Your assignment: Only lines containing the string "leaf" belong in the answer; copy all of them from the entries.

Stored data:
====
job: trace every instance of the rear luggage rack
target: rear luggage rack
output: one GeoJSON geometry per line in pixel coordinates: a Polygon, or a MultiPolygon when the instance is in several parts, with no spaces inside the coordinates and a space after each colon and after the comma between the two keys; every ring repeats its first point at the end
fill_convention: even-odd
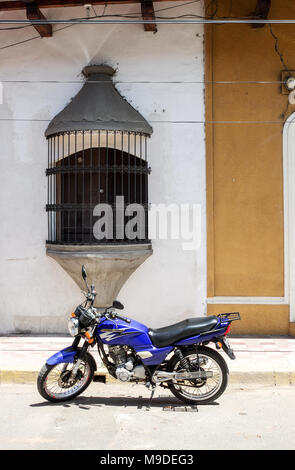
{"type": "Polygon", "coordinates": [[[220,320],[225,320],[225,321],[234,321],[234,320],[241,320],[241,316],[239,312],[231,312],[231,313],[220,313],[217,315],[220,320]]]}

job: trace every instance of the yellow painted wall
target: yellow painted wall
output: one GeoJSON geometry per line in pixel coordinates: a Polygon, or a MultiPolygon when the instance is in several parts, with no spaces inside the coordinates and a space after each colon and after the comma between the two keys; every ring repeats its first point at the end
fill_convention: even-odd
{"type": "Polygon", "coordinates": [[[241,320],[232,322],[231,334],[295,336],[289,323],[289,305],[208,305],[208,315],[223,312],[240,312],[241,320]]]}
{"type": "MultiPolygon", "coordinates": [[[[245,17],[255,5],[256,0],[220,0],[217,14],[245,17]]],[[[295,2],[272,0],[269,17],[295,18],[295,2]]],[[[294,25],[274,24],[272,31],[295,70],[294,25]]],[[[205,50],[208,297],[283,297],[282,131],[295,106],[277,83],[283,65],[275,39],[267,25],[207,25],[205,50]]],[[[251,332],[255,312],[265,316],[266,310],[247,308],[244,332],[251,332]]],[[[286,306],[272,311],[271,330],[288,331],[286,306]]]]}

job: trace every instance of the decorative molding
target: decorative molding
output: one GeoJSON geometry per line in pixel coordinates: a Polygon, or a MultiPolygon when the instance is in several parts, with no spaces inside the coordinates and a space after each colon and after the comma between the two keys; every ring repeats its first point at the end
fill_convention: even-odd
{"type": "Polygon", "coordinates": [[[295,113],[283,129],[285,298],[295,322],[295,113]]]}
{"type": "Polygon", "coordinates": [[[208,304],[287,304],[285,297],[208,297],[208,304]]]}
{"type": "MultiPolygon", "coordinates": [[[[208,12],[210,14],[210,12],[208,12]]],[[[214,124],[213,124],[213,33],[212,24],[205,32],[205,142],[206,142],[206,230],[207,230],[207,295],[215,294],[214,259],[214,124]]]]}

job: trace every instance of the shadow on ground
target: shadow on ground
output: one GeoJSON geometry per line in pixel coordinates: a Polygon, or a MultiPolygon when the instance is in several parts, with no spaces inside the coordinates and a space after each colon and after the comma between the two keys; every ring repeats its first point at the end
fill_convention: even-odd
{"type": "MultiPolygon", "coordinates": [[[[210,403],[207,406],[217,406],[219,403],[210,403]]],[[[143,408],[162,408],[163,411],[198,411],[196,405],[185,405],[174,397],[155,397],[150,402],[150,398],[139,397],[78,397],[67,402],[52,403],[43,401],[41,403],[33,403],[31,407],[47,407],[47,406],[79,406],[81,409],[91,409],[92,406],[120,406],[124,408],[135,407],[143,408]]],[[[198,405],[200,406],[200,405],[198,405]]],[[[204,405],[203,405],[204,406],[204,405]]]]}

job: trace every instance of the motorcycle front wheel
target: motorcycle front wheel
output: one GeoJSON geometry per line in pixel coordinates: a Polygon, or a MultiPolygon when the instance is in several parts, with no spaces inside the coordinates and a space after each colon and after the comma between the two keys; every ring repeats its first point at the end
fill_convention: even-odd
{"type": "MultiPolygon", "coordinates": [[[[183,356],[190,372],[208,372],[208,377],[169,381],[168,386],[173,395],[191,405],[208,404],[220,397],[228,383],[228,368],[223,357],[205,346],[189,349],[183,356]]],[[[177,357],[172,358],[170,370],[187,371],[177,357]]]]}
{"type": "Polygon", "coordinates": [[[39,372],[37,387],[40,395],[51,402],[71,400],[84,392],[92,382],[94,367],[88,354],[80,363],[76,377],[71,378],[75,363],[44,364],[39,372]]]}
====
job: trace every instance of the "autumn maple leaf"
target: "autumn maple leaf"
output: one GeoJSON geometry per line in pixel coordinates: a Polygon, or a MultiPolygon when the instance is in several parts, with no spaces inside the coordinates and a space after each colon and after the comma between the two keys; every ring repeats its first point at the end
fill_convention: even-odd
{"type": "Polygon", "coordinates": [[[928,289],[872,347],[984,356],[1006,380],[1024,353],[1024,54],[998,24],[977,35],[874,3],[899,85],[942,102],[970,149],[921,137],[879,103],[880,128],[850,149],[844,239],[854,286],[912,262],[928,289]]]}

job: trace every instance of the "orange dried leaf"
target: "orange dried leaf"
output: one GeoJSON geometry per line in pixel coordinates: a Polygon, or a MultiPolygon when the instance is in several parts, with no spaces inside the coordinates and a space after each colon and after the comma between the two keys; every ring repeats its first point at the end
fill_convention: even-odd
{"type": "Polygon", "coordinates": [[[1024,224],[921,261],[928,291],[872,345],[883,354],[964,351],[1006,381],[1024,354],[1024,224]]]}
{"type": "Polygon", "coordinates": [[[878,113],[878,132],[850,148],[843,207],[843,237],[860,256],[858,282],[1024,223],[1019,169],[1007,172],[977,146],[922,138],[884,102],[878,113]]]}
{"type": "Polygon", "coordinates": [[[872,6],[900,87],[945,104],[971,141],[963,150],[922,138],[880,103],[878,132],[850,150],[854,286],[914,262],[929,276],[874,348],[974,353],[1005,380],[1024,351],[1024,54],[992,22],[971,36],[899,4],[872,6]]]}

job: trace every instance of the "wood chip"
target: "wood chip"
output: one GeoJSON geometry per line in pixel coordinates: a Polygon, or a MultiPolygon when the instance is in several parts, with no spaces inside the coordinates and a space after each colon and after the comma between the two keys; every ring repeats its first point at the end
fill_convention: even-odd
====
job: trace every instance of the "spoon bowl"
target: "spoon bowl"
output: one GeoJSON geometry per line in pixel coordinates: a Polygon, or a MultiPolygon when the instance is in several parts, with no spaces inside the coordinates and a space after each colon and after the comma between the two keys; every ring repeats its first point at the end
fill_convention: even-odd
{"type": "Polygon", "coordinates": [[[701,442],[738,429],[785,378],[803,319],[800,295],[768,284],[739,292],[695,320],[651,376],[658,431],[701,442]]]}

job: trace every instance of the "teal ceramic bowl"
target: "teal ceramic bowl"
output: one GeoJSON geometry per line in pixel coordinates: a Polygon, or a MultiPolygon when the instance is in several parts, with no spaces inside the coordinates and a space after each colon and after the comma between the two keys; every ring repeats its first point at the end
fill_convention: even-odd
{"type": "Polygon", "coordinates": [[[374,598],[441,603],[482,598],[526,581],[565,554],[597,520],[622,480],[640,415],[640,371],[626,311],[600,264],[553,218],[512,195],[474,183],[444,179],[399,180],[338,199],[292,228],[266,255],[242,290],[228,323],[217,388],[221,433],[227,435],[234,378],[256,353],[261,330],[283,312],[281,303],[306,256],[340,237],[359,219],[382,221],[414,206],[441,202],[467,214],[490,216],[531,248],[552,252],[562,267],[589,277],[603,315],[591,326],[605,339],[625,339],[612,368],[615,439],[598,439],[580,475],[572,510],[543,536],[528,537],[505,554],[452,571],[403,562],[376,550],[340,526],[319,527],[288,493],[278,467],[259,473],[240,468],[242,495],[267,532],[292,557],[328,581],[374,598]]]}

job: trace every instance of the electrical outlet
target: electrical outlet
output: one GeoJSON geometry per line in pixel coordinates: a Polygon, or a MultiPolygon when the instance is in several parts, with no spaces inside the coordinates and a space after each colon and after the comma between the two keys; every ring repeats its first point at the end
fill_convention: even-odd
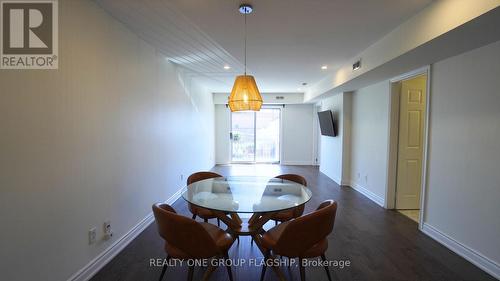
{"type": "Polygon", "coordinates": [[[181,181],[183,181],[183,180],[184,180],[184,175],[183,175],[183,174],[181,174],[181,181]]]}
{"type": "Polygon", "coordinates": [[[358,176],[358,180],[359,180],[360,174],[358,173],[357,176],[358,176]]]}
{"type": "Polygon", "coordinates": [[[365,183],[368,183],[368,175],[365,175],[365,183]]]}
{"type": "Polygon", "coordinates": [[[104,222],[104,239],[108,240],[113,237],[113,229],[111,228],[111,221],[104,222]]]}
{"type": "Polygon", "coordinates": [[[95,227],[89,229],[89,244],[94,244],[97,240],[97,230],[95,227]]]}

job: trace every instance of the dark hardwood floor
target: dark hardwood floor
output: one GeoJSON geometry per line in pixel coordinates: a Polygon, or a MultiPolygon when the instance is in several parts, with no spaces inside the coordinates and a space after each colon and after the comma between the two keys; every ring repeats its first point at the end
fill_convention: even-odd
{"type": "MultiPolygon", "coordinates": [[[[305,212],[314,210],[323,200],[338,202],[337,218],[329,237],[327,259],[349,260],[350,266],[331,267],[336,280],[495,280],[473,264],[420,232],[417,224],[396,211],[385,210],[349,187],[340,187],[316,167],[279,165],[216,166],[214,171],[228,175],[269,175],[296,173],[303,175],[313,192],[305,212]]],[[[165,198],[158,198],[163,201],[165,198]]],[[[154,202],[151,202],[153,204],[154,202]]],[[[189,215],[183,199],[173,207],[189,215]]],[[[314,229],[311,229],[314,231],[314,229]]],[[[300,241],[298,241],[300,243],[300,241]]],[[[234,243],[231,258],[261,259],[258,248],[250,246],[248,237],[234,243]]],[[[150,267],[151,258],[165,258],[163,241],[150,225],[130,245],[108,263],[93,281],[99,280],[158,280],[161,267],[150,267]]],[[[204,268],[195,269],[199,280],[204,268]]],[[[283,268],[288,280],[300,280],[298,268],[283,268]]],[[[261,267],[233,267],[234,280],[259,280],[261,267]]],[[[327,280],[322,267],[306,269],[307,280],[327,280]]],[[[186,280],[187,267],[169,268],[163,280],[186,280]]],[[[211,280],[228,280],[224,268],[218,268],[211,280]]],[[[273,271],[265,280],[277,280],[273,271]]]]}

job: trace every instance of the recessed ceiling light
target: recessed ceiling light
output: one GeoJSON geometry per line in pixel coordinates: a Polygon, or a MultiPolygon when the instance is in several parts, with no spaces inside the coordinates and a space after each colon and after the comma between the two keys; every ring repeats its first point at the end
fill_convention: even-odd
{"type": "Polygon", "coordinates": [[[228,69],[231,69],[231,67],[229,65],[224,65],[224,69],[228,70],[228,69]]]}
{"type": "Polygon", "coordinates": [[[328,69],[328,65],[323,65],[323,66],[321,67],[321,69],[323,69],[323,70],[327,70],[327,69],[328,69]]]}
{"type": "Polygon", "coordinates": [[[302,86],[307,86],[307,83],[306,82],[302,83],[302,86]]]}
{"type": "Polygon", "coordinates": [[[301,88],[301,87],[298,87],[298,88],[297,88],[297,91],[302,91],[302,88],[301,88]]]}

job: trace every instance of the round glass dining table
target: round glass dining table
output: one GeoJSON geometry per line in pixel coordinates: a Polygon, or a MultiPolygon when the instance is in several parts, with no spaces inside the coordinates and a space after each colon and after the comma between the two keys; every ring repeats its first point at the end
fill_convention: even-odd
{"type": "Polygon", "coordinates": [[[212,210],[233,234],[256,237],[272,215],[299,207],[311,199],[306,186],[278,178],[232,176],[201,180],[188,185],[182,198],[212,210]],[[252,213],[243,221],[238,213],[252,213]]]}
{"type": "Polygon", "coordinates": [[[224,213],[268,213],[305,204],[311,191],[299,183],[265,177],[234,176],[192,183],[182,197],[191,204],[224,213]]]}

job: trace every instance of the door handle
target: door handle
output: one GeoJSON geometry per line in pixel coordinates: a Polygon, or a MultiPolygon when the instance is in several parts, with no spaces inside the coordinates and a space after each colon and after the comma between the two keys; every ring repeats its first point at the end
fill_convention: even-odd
====
Task response:
job: trace every instance of the "autumn maple leaf"
target: "autumn maple leaf"
job: trace every instance of the "orange dried leaf"
target: "orange dried leaf"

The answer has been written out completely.